* Records shown:
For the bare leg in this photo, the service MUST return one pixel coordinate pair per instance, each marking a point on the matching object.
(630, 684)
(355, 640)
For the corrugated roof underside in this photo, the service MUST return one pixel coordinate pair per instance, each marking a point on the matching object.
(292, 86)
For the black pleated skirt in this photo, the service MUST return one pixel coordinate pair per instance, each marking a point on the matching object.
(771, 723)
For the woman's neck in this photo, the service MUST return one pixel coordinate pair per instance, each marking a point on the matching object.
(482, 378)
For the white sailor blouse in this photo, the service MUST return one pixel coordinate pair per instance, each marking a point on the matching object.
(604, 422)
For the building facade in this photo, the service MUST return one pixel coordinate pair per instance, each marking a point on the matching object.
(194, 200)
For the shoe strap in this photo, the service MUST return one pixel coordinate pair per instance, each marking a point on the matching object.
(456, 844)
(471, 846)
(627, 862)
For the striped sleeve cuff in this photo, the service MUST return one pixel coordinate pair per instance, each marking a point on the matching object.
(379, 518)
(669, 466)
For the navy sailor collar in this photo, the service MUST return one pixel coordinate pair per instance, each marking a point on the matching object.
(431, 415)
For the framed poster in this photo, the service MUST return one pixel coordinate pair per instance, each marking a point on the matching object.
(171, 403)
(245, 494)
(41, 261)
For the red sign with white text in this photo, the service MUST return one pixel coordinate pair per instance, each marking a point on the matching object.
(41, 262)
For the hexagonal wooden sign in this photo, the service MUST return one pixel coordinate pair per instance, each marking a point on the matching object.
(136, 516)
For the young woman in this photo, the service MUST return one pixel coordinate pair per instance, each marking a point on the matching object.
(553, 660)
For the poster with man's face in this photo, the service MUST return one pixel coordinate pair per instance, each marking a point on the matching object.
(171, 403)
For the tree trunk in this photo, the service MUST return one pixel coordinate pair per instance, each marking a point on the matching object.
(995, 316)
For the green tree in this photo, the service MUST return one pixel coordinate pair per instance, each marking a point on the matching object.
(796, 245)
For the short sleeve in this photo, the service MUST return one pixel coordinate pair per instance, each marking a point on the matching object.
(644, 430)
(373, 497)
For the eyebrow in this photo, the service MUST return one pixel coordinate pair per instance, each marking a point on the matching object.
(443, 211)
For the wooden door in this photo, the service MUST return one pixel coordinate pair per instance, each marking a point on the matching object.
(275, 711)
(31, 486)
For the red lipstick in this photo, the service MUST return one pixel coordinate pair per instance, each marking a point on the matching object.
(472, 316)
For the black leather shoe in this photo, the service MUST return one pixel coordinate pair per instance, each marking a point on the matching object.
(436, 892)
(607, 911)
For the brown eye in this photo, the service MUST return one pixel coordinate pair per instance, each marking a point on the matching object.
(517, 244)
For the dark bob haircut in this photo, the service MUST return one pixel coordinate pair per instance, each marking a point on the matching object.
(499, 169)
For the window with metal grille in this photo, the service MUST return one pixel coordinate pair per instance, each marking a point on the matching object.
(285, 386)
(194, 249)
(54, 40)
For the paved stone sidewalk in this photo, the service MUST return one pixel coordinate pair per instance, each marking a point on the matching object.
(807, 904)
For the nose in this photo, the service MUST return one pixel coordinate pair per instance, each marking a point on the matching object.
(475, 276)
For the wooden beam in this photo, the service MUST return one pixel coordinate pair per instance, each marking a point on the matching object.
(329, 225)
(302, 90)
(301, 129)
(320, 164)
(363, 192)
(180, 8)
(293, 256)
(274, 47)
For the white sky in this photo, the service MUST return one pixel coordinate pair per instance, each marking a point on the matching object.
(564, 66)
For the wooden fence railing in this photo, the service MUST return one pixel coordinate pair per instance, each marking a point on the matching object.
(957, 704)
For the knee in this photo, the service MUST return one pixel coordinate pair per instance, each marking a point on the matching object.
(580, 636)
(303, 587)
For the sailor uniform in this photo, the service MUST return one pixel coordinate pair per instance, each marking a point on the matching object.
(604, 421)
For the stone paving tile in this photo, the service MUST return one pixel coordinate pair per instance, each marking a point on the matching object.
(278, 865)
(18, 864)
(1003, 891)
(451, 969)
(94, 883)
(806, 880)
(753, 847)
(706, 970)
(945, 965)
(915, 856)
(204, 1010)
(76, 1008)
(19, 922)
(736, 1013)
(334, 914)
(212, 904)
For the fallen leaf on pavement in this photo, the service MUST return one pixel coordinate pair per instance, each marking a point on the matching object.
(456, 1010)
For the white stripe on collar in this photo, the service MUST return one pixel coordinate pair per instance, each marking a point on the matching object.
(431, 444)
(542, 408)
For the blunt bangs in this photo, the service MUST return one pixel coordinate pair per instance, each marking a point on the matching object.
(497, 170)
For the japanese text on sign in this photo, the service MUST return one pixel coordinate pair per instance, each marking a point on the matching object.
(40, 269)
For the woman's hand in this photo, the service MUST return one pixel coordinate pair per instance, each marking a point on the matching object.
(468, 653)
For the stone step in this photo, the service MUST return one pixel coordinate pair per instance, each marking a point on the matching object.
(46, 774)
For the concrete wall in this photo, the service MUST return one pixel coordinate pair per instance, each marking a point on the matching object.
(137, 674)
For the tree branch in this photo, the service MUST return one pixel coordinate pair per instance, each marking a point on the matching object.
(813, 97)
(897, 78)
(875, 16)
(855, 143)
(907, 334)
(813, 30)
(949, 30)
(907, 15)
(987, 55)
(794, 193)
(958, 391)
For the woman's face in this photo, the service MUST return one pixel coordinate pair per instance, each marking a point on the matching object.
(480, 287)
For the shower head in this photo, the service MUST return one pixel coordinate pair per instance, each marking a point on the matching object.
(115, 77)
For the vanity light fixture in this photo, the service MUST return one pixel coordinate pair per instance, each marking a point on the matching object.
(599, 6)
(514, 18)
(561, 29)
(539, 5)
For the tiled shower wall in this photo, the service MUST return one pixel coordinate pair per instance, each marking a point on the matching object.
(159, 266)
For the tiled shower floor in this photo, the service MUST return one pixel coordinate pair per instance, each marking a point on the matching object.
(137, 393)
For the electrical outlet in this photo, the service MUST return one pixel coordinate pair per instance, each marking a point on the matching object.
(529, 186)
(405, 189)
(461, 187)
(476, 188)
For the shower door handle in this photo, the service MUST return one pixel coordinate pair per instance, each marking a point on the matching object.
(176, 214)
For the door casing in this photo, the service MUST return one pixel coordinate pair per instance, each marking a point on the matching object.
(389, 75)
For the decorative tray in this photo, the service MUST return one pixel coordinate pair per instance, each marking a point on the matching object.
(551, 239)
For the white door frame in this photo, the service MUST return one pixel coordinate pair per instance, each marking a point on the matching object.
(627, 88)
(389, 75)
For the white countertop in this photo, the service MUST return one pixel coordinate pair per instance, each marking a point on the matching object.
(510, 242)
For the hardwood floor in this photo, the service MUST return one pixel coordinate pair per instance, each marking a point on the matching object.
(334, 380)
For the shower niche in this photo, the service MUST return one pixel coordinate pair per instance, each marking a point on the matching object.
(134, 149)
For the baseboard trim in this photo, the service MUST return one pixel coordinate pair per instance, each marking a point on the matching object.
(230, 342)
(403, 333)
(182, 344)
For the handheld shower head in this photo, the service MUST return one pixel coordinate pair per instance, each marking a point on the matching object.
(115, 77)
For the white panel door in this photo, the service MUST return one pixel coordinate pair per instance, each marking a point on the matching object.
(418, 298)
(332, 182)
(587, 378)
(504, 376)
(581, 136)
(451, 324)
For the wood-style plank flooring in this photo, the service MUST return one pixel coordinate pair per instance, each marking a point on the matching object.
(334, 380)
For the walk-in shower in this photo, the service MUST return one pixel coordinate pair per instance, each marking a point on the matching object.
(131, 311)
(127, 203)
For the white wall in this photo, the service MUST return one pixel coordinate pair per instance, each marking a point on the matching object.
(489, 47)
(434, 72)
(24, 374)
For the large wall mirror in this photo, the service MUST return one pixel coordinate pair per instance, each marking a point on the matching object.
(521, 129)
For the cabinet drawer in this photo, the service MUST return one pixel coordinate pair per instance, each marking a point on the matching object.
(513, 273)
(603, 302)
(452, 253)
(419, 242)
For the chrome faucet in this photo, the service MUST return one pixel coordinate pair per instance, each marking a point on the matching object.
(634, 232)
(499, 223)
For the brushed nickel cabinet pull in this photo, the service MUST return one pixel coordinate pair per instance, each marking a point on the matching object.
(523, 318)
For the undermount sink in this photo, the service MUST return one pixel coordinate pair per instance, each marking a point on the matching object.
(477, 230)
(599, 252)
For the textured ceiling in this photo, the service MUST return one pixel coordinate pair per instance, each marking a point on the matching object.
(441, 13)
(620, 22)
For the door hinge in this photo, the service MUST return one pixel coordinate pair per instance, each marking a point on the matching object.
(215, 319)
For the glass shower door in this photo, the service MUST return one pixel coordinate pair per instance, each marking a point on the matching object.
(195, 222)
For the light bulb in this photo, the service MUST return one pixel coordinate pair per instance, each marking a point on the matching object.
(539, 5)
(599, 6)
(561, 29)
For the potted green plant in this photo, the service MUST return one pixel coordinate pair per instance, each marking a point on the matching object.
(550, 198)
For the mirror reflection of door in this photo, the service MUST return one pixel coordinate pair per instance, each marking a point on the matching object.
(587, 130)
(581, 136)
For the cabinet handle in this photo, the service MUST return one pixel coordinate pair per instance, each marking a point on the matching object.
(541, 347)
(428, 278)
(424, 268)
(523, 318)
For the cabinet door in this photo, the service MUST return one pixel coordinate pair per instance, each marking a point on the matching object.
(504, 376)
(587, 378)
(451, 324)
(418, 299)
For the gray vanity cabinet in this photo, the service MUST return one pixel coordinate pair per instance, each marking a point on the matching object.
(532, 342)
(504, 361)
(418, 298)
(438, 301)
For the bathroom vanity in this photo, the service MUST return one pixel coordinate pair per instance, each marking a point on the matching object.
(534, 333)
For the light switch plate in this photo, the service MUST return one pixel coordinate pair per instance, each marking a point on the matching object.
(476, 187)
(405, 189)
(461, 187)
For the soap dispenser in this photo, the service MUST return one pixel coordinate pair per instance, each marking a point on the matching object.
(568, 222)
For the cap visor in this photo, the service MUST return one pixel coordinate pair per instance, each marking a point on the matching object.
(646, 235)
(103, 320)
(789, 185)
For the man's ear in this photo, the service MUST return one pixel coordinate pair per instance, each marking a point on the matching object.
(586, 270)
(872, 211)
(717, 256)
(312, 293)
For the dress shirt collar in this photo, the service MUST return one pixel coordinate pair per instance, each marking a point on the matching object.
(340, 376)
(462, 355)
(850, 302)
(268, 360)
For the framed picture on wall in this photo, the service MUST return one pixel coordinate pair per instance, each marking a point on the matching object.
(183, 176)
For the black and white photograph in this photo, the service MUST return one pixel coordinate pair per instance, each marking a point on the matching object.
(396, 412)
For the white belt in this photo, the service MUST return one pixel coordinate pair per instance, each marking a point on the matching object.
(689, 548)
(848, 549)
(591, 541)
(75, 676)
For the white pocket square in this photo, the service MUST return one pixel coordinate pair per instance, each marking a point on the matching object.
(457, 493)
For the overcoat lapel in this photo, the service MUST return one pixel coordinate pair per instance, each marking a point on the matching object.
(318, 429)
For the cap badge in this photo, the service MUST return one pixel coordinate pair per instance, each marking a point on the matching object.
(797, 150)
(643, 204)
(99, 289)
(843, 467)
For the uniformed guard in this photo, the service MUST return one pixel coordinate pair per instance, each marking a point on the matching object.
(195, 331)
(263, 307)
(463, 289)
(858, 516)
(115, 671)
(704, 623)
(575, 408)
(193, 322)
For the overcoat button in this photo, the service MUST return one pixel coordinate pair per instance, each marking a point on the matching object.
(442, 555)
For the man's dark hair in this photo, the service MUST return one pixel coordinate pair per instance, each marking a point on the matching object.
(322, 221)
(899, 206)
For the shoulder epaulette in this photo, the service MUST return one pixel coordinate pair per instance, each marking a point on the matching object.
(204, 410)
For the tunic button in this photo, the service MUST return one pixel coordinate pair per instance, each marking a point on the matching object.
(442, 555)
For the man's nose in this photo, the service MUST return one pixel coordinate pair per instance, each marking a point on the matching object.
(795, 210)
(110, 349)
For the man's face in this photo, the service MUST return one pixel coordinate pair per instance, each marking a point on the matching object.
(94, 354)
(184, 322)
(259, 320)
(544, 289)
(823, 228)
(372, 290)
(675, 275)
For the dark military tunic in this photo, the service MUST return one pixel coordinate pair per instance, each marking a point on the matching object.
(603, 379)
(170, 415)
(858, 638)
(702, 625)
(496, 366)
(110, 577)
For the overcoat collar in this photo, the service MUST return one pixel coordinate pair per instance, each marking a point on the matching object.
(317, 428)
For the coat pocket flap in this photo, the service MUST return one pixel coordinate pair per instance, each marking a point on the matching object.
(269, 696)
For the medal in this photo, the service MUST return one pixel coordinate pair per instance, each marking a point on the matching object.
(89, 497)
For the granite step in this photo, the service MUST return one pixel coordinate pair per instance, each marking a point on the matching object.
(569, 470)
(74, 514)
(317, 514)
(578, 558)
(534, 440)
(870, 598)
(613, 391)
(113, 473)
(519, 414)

* Work to complete: From the line that contains "For the dark military" to the last line of the material above, repeat every line exactly, keeping both the first and the last.

* Result:
For the dark military tunic in this photo, the service MUST return one pixel coordinate pair per instance, each marking a point on the matching object.
(603, 379)
(170, 415)
(858, 638)
(702, 625)
(496, 366)
(110, 577)
For the overcoat collar in this photo, the service MUST return one pixel coordinate pair per instance, each marking a point on the matching object.
(317, 428)
For the coat pocket flap in this photo, the service MUST return one pixel coordinate pair per instance, each marking a point on the matching object.
(269, 696)
For the medal in this photo, the service MUST return one pixel coordinate pair per instance, each marking a point on the matching object.
(89, 497)
For the granite step in this photo, the service MUST return one pixel coordinate pair per instance, each marking a point on the matching object.
(569, 470)
(74, 514)
(317, 514)
(578, 558)
(534, 440)
(870, 598)
(613, 391)
(113, 473)
(519, 414)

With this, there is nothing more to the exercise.